Задание A ->
Ответьте по фрагменту о русофобии на вопросы:
(i) Чьи передвижные типографии выпускали листовки с изображением рабов-московитов?
(ii) С кем Вольтер сравнивал московитов?
(iii) Как называлась фальшивка, появившаяся в период наполеоновских войн?
Задание B -> Продолжите фрагмент о русофобии, начав сразу после его последнего предложения.

Фрагмент текста ->
- - - - - - -

Название этому обшему настроению Европы есть. Русофобия.

Миф об агрессивности и варварстве России на Западе не умирал, наверное с 16 в., впитав еще и многовековую неприязнь латинства к православию. Уже тогда передвижные типографии короля Стефана Батория и немецких курфюрстов выпускали тучу листовок, в которых изображались рабы-московиты, пожирающие человеческую плоть.

И двумя веками позже деятели французского просвещения повторяли пропагандистские байки польских панов о «рабах-московитах».

В частности, премудрый Вольтер изрекал: «Московиты были менее цивилизованы, чем обитатели Мексики (ацтеки — А.Т) при открытии ее Кортесом.»

«Русские никогда не будут народом истинно цивилизованным…»,  — писал не менее «информированный» Ж.-Ж. Руссо.

В период наполеоновских войн на Западе появилась фальшивка под названием «Завещание Петра Великого». Там имелись такие перлы:

«Ничем не пренебрегать, чтобы придать русскому народу европейские формы жизни и обычаи, и с этой целью приглашать из Европы различных людей, особенно ученых, или ради их выгод, или из человеколюбивых принципов философии.»

«Пользоваться религиозным влиянием на греко-восточных отщепенцев или схизматиков, распространенных в Венгрии, Турции и южных частях Польши… Под этим предлогом Турция будет покорена, и сама Польша… скоро попадет под иго.»

«Среди всеобщего ожесточения… послать по Рейну и морям несметные азиатские орды… Корабли внезапно появятся для высадки этих кочевых, свирепых и жадных до добычи народов… одну часть жителей они истребят, другую уведут в неволю для заселения сибирских пустынь и отнимут у остальных всякую возможность свержения ига.»

А вот еще одна цитата:

«Вплоть до настоящего времени русские, к какому бы классу они ни принадлежали, еще слишком варвары, чтобы находить удовольствие в научных занятиях или в умственной работе (исключая интриг), поэтому почти все выдающиеся люди, служащие в русской армии,  — иностранцы, или — что значит почти то же самое — «остзейские» немцы из прибалтийских губерний…»

Это уже из классика нашего, Ф. Энгельса. Другой классик, К. Маркс считал, что турки спасают цивилизованный мир от России: «Турция была плотиной Австрии против России и её славянской свиты».

Высказанное императором Николаем в приватной беседе с английским послом Сеймуром мнение о «болезни Турции» до сих пор выступает в роли блестящего обоснования для агрессии Запада против России.

- - - - - - -

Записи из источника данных
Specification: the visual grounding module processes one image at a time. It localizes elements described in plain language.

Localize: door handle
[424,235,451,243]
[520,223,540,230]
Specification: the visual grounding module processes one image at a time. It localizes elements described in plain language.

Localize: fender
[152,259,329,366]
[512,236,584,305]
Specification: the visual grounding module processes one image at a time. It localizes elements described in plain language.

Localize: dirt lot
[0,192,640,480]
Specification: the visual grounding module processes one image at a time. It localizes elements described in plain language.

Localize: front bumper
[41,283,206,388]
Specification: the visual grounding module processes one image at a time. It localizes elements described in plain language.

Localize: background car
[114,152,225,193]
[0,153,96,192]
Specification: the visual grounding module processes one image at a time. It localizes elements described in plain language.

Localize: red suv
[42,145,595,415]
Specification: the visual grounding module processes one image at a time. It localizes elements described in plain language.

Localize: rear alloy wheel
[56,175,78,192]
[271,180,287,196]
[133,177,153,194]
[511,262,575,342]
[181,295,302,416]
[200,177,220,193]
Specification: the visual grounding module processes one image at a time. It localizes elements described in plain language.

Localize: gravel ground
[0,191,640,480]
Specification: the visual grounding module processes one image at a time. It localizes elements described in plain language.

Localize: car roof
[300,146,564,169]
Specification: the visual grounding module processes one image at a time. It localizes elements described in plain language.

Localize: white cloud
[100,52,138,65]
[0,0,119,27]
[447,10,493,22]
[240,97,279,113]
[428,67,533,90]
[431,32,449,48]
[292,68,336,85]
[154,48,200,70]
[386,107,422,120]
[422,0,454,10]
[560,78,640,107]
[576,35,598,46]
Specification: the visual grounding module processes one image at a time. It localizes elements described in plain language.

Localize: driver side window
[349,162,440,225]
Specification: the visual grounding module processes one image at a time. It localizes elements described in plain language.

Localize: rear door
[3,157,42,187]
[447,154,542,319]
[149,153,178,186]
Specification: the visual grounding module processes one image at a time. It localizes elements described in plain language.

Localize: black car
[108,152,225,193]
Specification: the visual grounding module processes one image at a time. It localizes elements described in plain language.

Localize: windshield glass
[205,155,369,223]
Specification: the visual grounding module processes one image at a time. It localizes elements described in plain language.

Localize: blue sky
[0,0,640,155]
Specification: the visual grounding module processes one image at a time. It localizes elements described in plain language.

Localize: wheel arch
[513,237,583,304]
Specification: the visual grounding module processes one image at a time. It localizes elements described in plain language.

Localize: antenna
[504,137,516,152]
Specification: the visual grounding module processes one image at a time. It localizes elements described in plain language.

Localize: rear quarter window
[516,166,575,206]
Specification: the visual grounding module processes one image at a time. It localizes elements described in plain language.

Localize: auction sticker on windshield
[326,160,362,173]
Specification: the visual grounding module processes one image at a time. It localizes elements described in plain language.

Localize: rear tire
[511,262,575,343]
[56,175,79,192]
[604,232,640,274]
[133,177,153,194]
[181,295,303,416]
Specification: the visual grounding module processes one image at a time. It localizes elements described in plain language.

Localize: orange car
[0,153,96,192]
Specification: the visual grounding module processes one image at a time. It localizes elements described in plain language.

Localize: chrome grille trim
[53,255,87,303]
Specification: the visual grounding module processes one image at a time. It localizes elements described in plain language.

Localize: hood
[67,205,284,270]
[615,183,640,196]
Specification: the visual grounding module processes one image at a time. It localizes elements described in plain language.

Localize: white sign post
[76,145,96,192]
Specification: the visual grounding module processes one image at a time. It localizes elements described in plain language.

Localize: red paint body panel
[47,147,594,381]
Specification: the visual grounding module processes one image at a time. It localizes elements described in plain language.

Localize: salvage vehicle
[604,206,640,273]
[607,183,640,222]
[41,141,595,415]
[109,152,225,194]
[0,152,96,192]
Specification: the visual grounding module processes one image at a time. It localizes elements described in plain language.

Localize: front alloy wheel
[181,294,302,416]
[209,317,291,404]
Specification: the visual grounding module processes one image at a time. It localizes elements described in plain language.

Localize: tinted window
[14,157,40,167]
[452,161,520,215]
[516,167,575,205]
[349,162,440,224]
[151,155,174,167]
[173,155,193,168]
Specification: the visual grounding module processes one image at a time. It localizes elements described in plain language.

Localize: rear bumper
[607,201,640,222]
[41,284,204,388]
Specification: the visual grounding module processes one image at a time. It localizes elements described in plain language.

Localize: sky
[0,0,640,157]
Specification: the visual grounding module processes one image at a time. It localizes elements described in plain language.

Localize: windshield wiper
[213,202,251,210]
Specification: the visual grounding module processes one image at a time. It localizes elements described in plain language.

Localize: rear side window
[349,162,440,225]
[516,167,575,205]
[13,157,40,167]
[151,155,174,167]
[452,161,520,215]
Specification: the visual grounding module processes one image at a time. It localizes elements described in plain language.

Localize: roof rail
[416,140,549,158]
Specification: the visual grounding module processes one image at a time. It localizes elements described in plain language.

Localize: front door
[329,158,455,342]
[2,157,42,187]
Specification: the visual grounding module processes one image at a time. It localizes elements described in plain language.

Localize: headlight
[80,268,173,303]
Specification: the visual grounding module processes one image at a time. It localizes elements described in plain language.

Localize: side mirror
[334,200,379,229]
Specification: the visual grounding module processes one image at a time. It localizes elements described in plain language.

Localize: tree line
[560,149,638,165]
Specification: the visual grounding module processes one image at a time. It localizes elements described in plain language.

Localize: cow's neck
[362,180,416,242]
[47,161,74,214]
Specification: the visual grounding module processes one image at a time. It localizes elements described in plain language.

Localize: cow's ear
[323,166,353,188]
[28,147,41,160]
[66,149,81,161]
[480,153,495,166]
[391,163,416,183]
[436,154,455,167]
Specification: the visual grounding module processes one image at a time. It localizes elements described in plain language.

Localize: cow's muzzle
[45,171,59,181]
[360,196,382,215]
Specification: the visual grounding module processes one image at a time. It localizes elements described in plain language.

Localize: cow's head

- - - - - - -

Ответ A ->
(i) Типографии короля Стефана Батория и немецких курфюрстов.
(ii) С обитателями Мексики (ацтеками) при открытии её Кортесом.
(iii) «Завещание Петра Великого».

Ответ B ->
В изложении западных авторов слова императора получили такой вид: «Мне не особо интересно, что случится, когда медведь (Турция) умрет… так как я, вместе с Англией, решу, как надо поступить, когда это событие произойдет». Ответ Сеймура, опять же в изложении западных авторов, был таков: «Мы не видим причин думать, что медведь умирает… и мы заинтересованы в том чтобы он продолжал жить… Турция будет жить еще много лет если не случится какого-либо непредвиденного кризиса… в предотвращении которого правительство Ее Величества рассчитывает на Ваше содействие».[194]

Русские источники того времени, впрочем, показывают этот разговор несколько иначе.

Николай: «Как бы мы все ни желали продлить существование больного человека (а я прошу вас верить, что, подобно вам, желаю продолжения его жизни), он может умереть неожиданно. У нас нет власти воскрешать мертвецов. Если Турецкая империя падет, то она падет, чтобы не подняться более. Поэтому я и спрашиваю вас, не лучше ли раньше подготовиться к этой возможности, чем втянуться в хаос, путаницу и в общеевропейскую войну». В ответ на это Сеймур замечает, что «великобританские государственные люди держатся правила не связывать Англии в отношении возможных в будущем событий.» Император Николай также высказывает мысль, что «было бы чрезвычайно важно для России и Англии сговориться настолько, чтобы события не захватили их врасплох».[195]

Русская версия выглядит более правдоподобной, хотя бы потому, что не стал бы царь называть Турцию медведем — этот символ прочно зарезервирован для России. Английский вариант кажется бессвязным, нелогичным и мало напоминающим по стилистике речь Николая. Но, судя даже по корявой английской версии, никаких планов односторонних действий и военного разгрома Османской империи у императора Николая I не было. А разве не отдают большой прозорливостью слова Николая Павловича о том, что распад Турецкой империи приведет к общеевропейской войне?

Да, распад этот и, в самом деле, привел к цепочке войн, к кошмарным актам геноцида против нетурецкого населения, и стал детонатором общеевропейской, если точнее мировой бойни. Причем «несвязанность» Англии в отношении будущих событий сделали трагедию мировой бойни неотвратимой.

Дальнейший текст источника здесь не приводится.